*** TEXT SECTION ***
In the address, Gawande cites recent research examining why some surgical hospitals have much lower death rates than others. Instead of the intuitive answer — that the better hospitals have better processes such that fewer things go wrong after surgery (the lovely euphemism, to suffer “complications”), these exceptional hospitals actually react better to their problems, failures and mistakes. It turns out that they are really great at “rescuing people when they had a complication, preventing failures from becoming a catastrophe.”
The key to success therefore, in large measure, is rescuing a bad situation.
In the investment world, it is an obvious fact that we will have “complications” of various sorts. The markets involve more than enough randomness (luck) such that a terrific process and a solid decision can turn out poorly, perhaps very poorly. As Gawande phrases it, “We talk a lot about ‘risk management’—a nice hygienic phrase. But in the end, risk is necessary. Things can and will go wrong. Yet some have a better capacity to prepare for the possibility, to limit the damage, and to sometimes even retrieve success from failure.”
According to Gawande, “When things go wrong, there seem to be three main pitfalls to avoid, three ways to fail to rescue. You could choose a wrong plan, an inadequate plan, or no plan at all. Say you’re cooking and you inadvertently set a grease pan on fire. Throwing gasoline on the fire would be a completely wrong plan. Trying to blow the fire out would be inadequate. And ignoring it—’Fire? What fire?’—would be no plan at all.”
In the investment world, we see all three types of errors routinely. For example, when markets tank, some investors see no fire at all. But the wiser of them have a personal plan in place to deal with the psychological pressure to sell when things are looking grim for the market and may even re-balance to take advantage of cheaper products, but even then many will be ill-equipped to deal with the pressure. As Barry Ritholtz commented today, simply trying to “stay the course” is contrary to human nature. “People get tired, annoyed and angry.” That makes even a “plan” to do nothing when the market tanks almost impossible to follow. They have — in reality or in effect — “no plan at all.”
*** End of TEXT SECTION ***
*** DATA EXTRACT ***
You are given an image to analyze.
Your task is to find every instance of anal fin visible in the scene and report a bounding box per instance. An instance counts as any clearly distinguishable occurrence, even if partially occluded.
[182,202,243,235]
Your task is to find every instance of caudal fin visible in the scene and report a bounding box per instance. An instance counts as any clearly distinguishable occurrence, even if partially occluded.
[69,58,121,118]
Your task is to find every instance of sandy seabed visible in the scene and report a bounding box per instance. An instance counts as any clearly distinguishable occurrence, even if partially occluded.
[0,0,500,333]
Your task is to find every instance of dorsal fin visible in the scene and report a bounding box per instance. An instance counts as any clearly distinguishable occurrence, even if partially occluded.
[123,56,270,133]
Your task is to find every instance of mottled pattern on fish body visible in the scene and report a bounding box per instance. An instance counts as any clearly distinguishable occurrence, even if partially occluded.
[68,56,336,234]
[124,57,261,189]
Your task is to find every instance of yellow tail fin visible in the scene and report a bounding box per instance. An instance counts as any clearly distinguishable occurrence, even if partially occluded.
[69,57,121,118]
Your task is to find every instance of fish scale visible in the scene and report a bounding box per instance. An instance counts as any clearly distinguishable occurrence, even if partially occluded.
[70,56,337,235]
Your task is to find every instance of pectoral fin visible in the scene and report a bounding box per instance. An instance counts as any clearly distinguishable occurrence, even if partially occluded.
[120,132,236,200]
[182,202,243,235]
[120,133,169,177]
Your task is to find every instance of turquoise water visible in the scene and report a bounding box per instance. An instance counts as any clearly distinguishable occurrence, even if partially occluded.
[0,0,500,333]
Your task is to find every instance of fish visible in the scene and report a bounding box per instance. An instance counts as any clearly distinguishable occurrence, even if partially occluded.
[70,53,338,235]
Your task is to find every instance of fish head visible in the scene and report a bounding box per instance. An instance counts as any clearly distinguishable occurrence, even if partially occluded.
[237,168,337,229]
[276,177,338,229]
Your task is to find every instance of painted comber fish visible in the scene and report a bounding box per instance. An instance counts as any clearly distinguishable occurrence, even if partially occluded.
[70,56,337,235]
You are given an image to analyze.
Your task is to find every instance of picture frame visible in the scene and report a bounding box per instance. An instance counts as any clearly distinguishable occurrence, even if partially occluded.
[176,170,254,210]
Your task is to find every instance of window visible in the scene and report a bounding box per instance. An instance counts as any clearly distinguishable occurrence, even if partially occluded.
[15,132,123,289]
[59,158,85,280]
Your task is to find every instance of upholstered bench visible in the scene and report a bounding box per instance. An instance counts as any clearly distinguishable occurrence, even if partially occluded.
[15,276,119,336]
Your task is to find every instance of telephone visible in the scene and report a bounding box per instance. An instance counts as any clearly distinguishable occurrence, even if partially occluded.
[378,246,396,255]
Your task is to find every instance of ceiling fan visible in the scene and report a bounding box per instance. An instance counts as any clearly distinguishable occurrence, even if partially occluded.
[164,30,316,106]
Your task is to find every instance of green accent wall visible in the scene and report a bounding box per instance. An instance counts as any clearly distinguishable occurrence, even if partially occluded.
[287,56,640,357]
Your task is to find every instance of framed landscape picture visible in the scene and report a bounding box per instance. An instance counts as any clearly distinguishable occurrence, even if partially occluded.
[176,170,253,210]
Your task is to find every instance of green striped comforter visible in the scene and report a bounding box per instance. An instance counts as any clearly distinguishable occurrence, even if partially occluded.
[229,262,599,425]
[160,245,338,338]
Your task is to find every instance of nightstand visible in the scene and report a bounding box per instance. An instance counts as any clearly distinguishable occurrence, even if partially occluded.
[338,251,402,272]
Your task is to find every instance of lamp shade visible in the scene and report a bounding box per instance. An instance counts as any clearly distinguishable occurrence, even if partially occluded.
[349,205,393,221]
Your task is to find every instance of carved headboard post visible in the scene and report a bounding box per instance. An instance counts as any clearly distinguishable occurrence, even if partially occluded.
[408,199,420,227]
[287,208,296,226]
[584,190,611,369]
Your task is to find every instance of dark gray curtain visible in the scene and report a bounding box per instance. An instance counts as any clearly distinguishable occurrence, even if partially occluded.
*** End of DATA EXTRACT ***
--- AIM OF THE EXERCISE ---
From the text about Gawande's address, list the ways to fail to rescue that Gawande names, each paired with its example from the grease-fire scenario. The records are separate material from the text.

--- RESPONSE TO THE TASK ---
- A wrong plan: throwing gasoline on the fire
- An inadequate plan: trying to blow the fire out
- No plan at all: ignoring it ("Fire? What fire?")